**Quoted passage:**
┄┄┄┄┄┄
The Candlers built a two–mile long oval track, oriented north–south half–way between College Park and Hapeville, which opened in November 1909 but proved unprofitable and closed the following year. The abandoned track sat idle for the better part of a decade until 31 March 1919 when it was announced that Asa Candler Sr. had agreed to donate or sell the property for the purpose of an "aero landing place."

In 1925 the City of Atlanta leased the old racetrack site from Candler and began development of an airport. The first flight landed the following year, with many more after that. In April 1929, the City paid $94,400 for Candler Field and changed the name of the airport to Atlanta Municipal Airport. In 1939 an Art Deco-style control tower and terminal were completed by the WPA. By the 1950s, the airport was the nation's busiest with traffic that required a new terminal. Costing $21 million, construction began in 1957, and the terminal opened in 1961 as the nation’s largest at that time. Ten years later, as the roar of jet engines overwhelmed the surrounding residential neighborhoods , the airport was rechristened Atlanta International Airport. In 1977, construction began on a giant midfield terminal, which opened in 1980. In 2003 the city renamed the airport Hartsfield–Jackson International Airport.
┄┄┄┄┄┄
**Data supplied:**

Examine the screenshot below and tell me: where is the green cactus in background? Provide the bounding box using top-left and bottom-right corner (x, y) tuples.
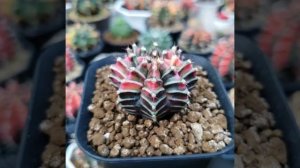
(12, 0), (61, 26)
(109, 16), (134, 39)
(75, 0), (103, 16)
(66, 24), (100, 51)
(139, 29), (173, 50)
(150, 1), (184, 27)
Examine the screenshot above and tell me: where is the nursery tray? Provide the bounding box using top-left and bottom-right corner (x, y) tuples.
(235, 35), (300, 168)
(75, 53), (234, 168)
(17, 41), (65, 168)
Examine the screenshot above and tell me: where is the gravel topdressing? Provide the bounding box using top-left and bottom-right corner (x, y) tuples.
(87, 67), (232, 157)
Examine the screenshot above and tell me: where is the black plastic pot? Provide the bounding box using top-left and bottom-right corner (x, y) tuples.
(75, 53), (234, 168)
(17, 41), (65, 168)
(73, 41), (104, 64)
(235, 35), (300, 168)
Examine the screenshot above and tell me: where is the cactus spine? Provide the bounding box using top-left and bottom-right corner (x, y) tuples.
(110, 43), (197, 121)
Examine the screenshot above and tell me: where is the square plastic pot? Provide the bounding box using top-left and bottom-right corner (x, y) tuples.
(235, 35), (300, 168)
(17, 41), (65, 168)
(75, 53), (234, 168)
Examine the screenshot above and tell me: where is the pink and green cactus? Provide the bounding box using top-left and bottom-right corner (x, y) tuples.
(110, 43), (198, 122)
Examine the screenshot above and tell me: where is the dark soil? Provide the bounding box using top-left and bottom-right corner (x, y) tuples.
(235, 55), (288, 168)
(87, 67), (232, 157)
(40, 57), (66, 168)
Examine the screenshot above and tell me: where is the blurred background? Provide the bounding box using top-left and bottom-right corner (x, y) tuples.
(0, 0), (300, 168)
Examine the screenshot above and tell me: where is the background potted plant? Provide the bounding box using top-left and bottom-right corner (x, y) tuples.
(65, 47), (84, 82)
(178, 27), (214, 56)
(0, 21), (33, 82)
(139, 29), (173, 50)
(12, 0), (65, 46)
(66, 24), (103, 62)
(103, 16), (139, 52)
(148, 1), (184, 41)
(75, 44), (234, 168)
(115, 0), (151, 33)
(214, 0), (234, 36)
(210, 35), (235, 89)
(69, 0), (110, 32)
┄┄┄┄┄┄
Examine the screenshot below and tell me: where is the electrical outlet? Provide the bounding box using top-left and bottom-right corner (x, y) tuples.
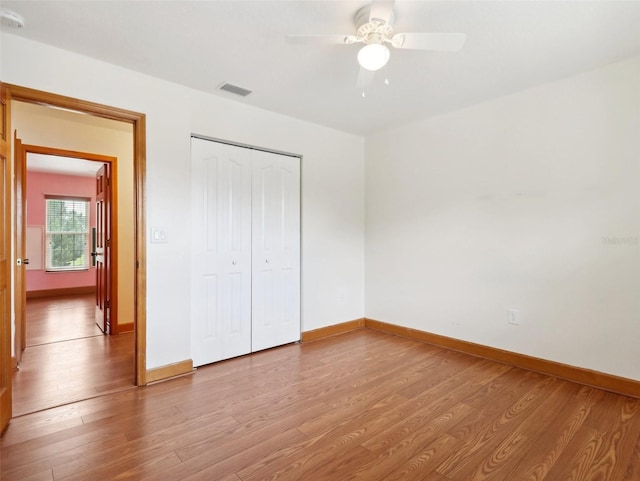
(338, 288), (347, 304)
┄┄┄┄┄┄
**Required work:**
- A) List every name that the passage on the Atlanta airport's history gives to the airport.
- B) Answer these questions from the passage on the Atlanta airport's history, one answer per line.
(i) Which two places was the oval track built halfway between?
(ii) How much did the City pay for Candler Field in April 1929?
(iii) Who completed the Art Deco-style control tower and terminal in 1939?
- C) Continue the passage on the Atlanta airport's history from its final sentence.

**Exercise responses:**
- A)
Candler Field
Atlanta Municipal Airport
Atlanta International Airport
Hartsfield–Jackson International Airport

- B)
(i) College Park and Hapeville
(ii) $94,400
(iii) The WPA

- C)
 

Aerial view of Hartsfield-Jackson International Airport, annotated with an arrow to locate Flat Rock Cemetery. The midfield terminal is at upper center. I-285 meanders across the

 

As it has always been, the airport remains an economic powerhouse for the city and the state, and except for a brief dip during the COVID pandemic of 2020, Atlanta's Hartsfield–Jackson International Airport has been the world's busiest since 1998.
In the decades after World War II, as the airport expanded and freeway construction destroyed large swaths of the Flat Rock community, the congregation at Flat Rock Baptist Church dwindled and in 1969 they sold the buildings to the airport. The following year, some of the congregation reorganized as National Heights Baptist Church at a new location a few miles away, but that church held its last service in 2017.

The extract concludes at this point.